──────── Working data
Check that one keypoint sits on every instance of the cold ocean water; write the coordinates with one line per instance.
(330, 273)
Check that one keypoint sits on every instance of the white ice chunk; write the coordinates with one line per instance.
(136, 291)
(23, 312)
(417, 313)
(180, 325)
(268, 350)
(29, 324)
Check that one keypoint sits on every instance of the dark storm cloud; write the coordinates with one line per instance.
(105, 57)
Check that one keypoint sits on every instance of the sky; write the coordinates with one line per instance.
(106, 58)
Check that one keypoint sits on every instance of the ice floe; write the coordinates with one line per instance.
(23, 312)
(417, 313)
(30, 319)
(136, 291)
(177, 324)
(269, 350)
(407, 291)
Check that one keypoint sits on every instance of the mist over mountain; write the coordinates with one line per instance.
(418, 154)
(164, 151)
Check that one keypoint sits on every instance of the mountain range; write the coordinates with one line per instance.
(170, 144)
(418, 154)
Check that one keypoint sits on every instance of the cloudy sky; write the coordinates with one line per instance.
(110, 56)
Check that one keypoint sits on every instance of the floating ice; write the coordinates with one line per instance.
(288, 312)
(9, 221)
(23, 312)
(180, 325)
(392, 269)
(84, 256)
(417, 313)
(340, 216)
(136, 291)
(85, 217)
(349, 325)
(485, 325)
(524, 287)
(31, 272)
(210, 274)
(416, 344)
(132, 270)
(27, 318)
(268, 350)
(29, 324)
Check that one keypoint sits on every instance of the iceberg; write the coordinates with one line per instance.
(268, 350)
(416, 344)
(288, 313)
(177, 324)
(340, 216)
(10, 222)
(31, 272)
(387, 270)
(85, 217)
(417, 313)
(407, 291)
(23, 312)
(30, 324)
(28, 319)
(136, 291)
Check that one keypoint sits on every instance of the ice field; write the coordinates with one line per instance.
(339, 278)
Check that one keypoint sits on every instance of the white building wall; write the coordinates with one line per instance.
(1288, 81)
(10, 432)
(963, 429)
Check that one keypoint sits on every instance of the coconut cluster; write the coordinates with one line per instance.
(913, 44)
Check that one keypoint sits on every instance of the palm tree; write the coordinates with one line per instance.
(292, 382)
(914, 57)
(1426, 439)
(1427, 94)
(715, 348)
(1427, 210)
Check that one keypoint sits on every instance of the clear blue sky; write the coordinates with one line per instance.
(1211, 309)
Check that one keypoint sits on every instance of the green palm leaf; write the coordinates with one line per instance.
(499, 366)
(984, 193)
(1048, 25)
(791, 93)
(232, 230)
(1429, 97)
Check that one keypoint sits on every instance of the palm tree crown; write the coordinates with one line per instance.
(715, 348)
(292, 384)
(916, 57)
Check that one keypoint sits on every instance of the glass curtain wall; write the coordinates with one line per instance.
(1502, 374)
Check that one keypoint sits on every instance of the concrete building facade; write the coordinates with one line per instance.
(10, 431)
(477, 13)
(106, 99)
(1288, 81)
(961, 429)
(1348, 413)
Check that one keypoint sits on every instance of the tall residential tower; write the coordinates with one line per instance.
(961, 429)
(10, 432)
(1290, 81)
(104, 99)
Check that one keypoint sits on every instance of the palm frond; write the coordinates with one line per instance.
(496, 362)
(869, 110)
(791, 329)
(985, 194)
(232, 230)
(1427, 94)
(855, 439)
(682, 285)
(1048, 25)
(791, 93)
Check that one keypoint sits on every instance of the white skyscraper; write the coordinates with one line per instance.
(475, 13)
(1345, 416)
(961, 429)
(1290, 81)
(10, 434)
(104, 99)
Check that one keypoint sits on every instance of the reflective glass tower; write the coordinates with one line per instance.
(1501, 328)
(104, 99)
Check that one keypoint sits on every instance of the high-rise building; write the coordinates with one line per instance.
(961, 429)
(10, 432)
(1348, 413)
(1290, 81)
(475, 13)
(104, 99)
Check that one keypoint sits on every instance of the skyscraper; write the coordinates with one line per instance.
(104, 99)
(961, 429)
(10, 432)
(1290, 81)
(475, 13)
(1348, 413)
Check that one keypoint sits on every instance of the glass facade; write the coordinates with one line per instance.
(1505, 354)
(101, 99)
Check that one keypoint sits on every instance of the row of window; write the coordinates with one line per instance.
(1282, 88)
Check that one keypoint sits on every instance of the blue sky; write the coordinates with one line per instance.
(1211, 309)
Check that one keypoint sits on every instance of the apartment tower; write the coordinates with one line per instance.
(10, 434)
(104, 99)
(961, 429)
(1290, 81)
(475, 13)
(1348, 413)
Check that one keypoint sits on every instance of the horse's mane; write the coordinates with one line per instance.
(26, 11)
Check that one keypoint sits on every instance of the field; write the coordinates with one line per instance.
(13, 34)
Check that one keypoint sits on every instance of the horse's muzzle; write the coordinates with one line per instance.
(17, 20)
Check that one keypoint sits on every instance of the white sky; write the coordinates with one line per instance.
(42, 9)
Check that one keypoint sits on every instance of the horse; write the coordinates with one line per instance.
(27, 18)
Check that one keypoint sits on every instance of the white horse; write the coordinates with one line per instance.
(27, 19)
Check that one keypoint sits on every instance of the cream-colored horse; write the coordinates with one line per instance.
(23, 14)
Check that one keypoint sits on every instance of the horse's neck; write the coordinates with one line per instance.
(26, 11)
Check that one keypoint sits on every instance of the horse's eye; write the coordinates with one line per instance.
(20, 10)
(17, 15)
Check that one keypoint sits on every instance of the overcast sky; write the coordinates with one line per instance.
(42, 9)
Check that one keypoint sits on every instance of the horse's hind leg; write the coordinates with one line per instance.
────────────────
■ Exercise requirements
Please repeat every one of the rows above word for word, without changing anything.

■ Expected answer
Check that one keypoint sits on every instance of the cold ocean water; write the coordinates with one line per instance.
(330, 273)
Check that one keypoint sits on every instance of the white ice chunk; write the coordinates with one line per instance.
(136, 291)
(23, 312)
(417, 313)
(180, 325)
(268, 350)
(29, 324)
Check that one keypoint sits on every instance of the dark storm cloud; write the coordinates with one line per instance.
(105, 57)
Check that one keypoint sits on every instance of the sky; write the coordinates with one line per instance.
(106, 58)
Check that one keypoint sits on every instance of the ice floe; write the coordinates with one line per instance.
(23, 312)
(417, 313)
(30, 319)
(136, 291)
(177, 324)
(269, 350)
(407, 291)
Check that one keypoint sits on every instance of the mist over mountain; write the coordinates with one line per instance.
(418, 154)
(164, 151)
Check that one keypoint sits on every instance of the mountain range; write the coordinates with one line per instance.
(170, 144)
(418, 154)
Check that one keypoint sits on every instance of the cloudy sky; write the coordinates with one line per instance.
(110, 56)
Check that one keypoint sits on every instance of the floating ice; write the coordinates with one line per instance.
(288, 312)
(9, 221)
(23, 312)
(180, 325)
(392, 269)
(84, 256)
(417, 313)
(340, 216)
(136, 291)
(85, 217)
(349, 325)
(485, 325)
(524, 287)
(31, 272)
(210, 274)
(416, 344)
(132, 270)
(27, 318)
(268, 350)
(29, 324)
Check that one keypoint sits on every instance of the iceberg; write the coordinates with one line per instance.
(268, 350)
(416, 344)
(288, 313)
(177, 324)
(340, 216)
(10, 222)
(31, 272)
(387, 270)
(85, 217)
(417, 313)
(407, 291)
(23, 312)
(30, 324)
(28, 319)
(136, 291)
Check that one keypoint sits on every instance of the ice field; write the coordinates with one line per instance.
(339, 278)
Check that one keypoint sits on every instance of the white building wall; write the coordinates with one line per instance.
(1288, 81)
(10, 432)
(963, 429)
Check that one keypoint sits on every instance of the coconut cluster; write the coordinates with one line per instance.
(913, 44)
Check that one keypoint sits on every instance of the palm tree; write the coordinates with one line per instance.
(292, 382)
(914, 57)
(1426, 439)
(1427, 94)
(715, 348)
(1427, 210)
Check that one keypoint sits on every instance of the clear blue sky; write the coordinates with one line per instance.
(1211, 309)
Check that one keypoint sits on every instance of the green palm leaf; write the coordinates with one line per instance.
(499, 366)
(984, 193)
(1048, 25)
(791, 93)
(232, 230)
(1429, 97)
Check that one keypoint sits on every instance of the palm tree crown; write the coordinates with one line per instance.
(715, 348)
(292, 384)
(916, 57)
Check that one keypoint sits on every instance of the glass curtain wall; write the coordinates with one line per instance.
(1502, 374)
Check that one keypoint sits on every instance of the concrete building facade; write the coordinates with one line per instance.
(10, 431)
(477, 13)
(106, 99)
(1288, 81)
(961, 429)
(1348, 413)
Check that one keypoint sits on every instance of the tall residential tower; write the coordinates with one line per instance.
(961, 429)
(10, 432)
(1290, 81)
(104, 99)
Check that one keypoint sits on every instance of the palm frond; write the coordinates with one line per instance.
(496, 362)
(869, 110)
(791, 329)
(985, 194)
(232, 230)
(1427, 94)
(855, 439)
(682, 285)
(1048, 25)
(791, 93)
Check that one keypoint sits on every instance of the white skyscraper; write the coordinates with one line per instance.
(475, 13)
(1345, 416)
(961, 429)
(1290, 81)
(10, 434)
(104, 99)
Check that one keypoint sits on every instance of the reflective glass tower; write the coordinates with one line per instance.
(1501, 328)
(104, 99)
Check that one keypoint sits on every instance of the high-rise building; write the coordinates with one line per instance.
(961, 429)
(10, 432)
(1348, 413)
(1290, 81)
(475, 13)
(104, 99)
Check that one keypoint sits on every instance of the skyscraper; write the coordinates with one line per instance.
(104, 99)
(961, 429)
(10, 432)
(1290, 81)
(475, 13)
(1348, 413)
Check that one keypoint sits on every instance of the glass facade; write the coordinates with one line per instance.
(1505, 354)
(101, 99)
Check that one keypoint sits on every instance of the row of window; write the coordinates with one line per instance.
(1282, 88)
Check that one keypoint sits on every instance of the blue sky; write the coordinates with one line per instance.
(1211, 309)
Check that one keypoint sits on every instance of the apartment tower; write the coordinates with one line per instance.
(10, 434)
(104, 99)
(961, 429)
(1290, 81)
(475, 13)
(1348, 413)
Check that one keypoint sits on every instance of the horse's mane; write the coordinates with one line per instance.
(26, 11)
Check that one keypoint sits on every instance of the field; write the coordinates with one line per instance.
(13, 34)
Check that one keypoint sits on every instance of the horse's muzzle; write the coordinates with one line per instance.
(17, 20)
Check that one keypoint sits on every instance of the white sky; write the coordinates with one line per instance.
(42, 9)
Check that one keypoint sits on every instance of the horse; write the coordinates with one line per instance.
(27, 18)
Check that one keypoint sits on every instance of the white horse; write the coordinates with one line per instance.
(27, 19)
Check that one keypoint sits on every instance of the cream-colored horse; write the coordinates with one line per instance.
(23, 14)
Check that one keypoint sits on every instance of the horse's neck; write the coordinates with one line per instance.
(26, 11)
Check that one keypoint sits on every instance of the horse's eye; write the coordinates with one line per instance.
(20, 10)
(17, 15)
Check that one keypoint sits on every instance of the overcast sky; write the coordinates with one line per instance.
(42, 9)
Check that one keypoint sits on every instance of the horse's hind leg; write the coordinates with one line per instance.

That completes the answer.